Task requirements:
Please answer these questions about the TuKA results text:
(a) What average SR does EWC-LoRA reach in the main results table?
(b) In the ablation study, what explanation is given for the drop without the EWC constraint?
(c) On how many real scenes was the approach deployed?

Selected text:

==================================================

Key Experimental Results

Main Results (Average SR% across 24 scenarios)

Method Avg SR↑ Avg F-SR↓ Notes
Seq-FT 11% High Sequential fine-tuning, severe forgetting
EWC-LoRA 15% LoRA + EWC
HydraLoRA ~17% MoE-LoRA
BranchLoRA ~18% Branched LoRA
AlldayWalker (TuKA) Best Lowest Tucker adaptation

TuKA consistently outperforms all LoRA-variant baselines on SR and SPL across all 24 scenarios, with significantly lower forgetting rates.

Ablation Study

Configuration Avg SR Notes
w/o core tensor sharing Drops Shared knowledge cannot transfer across tasks
w/o EWC constraint Notable drop Shared knowledge overwritten by new tasks
w/o orthogonality constraint Drops New experts interfere with old experts in the same subspace
w/o expert consistency Drops Learned experts are modified, causing forgetting
Full TuKA Best Complete framework

Key Findings

  • Sequential fine-tuning (Seq-FT) reduces SR on earlier scenes to nearly 0% (T1–T6 all at 0%), demonstrating severe catastrophic forgetting.
  • The mode-3/4 factor matrices of Tucker decomposition naturally support compositional generalization across "scene × environment" — scenes seen during training show some generalization to unseen environments.
  • The orthogonality constraint, though simple, is critical for independent learning of new experts.
  • Real-world deployment on two real scenes also validates the effectiveness of the approach.

Highlights & Insights

  • The idea of modeling multi-level knowledge via tensor decomposition is elegant — the "core tensor + factor matrices" structure of Tucker decomposition maps naturally onto the "shared skills + scene experts + environment experts" knowledge hierarchy.
  • The solution to the dimensionality alignment problem is clever: selecting a single row vector from each factor matrix reduces the high-order tensor to a two-dimensional weight matrix, perfectly matching the matrix structure of the LLM backbone.

==================================================

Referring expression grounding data

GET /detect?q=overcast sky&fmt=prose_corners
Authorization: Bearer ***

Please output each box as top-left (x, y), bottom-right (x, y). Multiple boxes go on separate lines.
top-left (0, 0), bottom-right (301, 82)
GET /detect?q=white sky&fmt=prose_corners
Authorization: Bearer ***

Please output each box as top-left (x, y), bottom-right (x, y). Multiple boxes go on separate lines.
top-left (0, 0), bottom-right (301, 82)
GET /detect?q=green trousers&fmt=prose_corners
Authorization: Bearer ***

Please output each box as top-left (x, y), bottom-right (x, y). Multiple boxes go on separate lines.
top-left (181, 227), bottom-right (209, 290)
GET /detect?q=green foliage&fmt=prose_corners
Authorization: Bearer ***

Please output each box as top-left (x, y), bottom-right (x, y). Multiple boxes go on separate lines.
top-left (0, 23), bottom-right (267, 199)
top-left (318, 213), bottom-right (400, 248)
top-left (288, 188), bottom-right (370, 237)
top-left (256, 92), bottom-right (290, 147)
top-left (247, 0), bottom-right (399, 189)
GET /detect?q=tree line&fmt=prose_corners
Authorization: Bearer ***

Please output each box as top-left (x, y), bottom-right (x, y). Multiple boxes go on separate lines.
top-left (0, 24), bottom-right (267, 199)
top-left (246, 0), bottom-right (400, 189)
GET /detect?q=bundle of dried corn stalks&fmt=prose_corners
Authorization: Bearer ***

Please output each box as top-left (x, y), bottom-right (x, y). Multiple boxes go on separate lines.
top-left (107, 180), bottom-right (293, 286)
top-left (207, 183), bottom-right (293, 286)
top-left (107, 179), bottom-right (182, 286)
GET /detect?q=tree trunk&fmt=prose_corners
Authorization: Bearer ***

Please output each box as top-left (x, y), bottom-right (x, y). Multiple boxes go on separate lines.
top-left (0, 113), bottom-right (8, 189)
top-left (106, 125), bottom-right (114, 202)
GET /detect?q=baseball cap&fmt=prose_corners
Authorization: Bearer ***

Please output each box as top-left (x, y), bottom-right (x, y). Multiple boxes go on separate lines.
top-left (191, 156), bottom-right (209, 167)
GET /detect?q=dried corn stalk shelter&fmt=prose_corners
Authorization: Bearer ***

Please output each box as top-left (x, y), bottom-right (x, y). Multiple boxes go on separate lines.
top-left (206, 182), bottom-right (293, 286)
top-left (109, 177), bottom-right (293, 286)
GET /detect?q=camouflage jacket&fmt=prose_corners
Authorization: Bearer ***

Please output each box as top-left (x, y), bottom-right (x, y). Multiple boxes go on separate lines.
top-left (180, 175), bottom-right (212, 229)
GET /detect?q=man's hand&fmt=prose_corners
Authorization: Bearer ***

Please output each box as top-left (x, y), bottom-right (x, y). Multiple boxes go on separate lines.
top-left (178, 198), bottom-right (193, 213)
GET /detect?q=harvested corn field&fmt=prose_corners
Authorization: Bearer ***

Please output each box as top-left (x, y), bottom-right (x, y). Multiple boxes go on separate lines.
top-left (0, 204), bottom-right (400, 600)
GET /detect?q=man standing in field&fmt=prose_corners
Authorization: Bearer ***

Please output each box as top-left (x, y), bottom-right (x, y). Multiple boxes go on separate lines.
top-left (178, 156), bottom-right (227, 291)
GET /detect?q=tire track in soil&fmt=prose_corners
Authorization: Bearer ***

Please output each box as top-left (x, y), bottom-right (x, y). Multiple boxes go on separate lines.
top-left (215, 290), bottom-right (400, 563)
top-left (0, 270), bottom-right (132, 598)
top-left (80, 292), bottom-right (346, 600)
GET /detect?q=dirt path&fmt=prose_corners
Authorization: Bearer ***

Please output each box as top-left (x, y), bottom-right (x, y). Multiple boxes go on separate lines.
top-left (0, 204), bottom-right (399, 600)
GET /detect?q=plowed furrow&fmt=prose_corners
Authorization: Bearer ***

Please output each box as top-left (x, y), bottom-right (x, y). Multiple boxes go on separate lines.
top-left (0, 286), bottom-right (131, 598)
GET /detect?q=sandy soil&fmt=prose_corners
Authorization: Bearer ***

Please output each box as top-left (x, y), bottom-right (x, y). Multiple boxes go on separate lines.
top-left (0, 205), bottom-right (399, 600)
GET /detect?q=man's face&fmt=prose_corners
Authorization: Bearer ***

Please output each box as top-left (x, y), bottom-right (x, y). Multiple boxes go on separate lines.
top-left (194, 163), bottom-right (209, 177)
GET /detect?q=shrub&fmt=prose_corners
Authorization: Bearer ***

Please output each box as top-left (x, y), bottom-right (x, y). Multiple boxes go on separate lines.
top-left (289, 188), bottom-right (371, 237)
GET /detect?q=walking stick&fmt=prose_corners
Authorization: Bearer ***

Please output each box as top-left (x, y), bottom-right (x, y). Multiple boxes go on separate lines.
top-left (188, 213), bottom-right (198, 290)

==================================================

Answer to this task:
(a) 15%
(b) Shared knowledge is overwritten by new tasks.
(c) Two